■ **Passage for review**:
<<<<
Cymbeline: Shakespeare’s Senioritis

A six-person Shakespearean production is a tricky thing to stage.  Actors and costume designers struggle with creating distinct characters, kings are executed only to reappear as rogues, and, since the small cast is often a monetary necessity, players tend to botch the language and confuse the action; the end result is the kind of stultifying mess that turns people off of Shakespeare in the first place.

If nothing else, Fiasco Theater’s Cymbeline, currently being performed in an extended run at the Barrow Street Theatre, is a pristine example of clarity.  Its half-dozen actors sound and look right at home on the stage, and their quick, self-conscious character changes suit the light tone of this production perfectly.  With nothing more than a new hat or an appropriately draped sheet, this device manages to maintain its lucidity.
>>>>
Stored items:
<<<<
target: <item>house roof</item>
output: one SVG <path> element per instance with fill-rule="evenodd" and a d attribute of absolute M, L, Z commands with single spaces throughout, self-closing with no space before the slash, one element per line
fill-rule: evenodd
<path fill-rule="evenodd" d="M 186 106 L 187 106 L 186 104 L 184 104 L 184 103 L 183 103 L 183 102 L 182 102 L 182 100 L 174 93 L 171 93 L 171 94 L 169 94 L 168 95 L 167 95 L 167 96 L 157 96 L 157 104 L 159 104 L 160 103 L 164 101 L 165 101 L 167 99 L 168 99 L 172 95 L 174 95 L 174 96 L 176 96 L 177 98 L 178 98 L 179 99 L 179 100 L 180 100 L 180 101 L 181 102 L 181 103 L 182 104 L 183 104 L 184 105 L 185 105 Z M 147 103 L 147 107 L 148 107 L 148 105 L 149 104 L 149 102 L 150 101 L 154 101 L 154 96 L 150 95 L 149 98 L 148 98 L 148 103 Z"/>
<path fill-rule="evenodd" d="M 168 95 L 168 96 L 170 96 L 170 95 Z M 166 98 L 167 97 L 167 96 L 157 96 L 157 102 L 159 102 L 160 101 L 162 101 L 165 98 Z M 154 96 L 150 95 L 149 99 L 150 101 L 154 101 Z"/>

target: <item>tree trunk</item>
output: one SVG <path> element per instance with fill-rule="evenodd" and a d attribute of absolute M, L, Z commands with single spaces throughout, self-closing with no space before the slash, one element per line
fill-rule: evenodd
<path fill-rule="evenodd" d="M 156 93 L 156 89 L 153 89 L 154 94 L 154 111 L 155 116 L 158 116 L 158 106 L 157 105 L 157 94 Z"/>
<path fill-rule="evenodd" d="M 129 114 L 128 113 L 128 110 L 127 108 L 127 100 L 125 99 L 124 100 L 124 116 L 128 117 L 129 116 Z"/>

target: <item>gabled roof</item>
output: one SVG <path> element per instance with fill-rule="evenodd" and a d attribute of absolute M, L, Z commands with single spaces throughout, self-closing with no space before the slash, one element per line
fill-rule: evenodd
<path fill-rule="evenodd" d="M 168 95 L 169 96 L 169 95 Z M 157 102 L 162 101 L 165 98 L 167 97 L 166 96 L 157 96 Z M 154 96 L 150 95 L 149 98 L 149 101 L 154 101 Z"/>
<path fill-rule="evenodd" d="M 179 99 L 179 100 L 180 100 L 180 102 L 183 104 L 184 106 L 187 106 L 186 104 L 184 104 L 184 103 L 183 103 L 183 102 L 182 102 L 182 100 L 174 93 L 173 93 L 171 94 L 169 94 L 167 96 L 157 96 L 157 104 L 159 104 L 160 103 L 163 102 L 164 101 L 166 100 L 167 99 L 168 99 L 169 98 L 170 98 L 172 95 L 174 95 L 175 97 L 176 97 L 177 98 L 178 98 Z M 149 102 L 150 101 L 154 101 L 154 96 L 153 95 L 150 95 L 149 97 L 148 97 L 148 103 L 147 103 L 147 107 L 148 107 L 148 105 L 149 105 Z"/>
>>>>
■ **Work to complete**:
**a)** Name every proper name that appears in the review of Cymbeline, counting each name once.
**b)** Write the next part of the review of Cymbeline, starting after its last sentence.

■ **Responses by item number**:
**a)** Cymbeline, Shakespeare, Fiasco Theater, Barrow Street Theatre

**b)**
Cymbeline itself, however, is an endlessly baffling play.  It was written near the end of Shakespeare’s career, a time when the Bard seems to have become weary with traditional generic conventions (or, more accurately, with subverting traditional generic conventions).  The text is an odd mesh of tragedy, comedy and romance, one that never fully commits to a consistent tone.  Given the play’s condensed plot, it would be tedious to reiterate here, except to say that it incorporates shadows of his canon: there is a cartoonish Lady Macbeth (Queen), a watered-down Iago (Iachimo), a somewhat more mature Juliet (Imogen) and a somewhat duller Romeo (Posthumus).  There is political intrigue, cross-dressing, and music, to boot.  It is a kind of overstuffed Shakespeare, bursting at the seams with characters and tropes from the rest of his work.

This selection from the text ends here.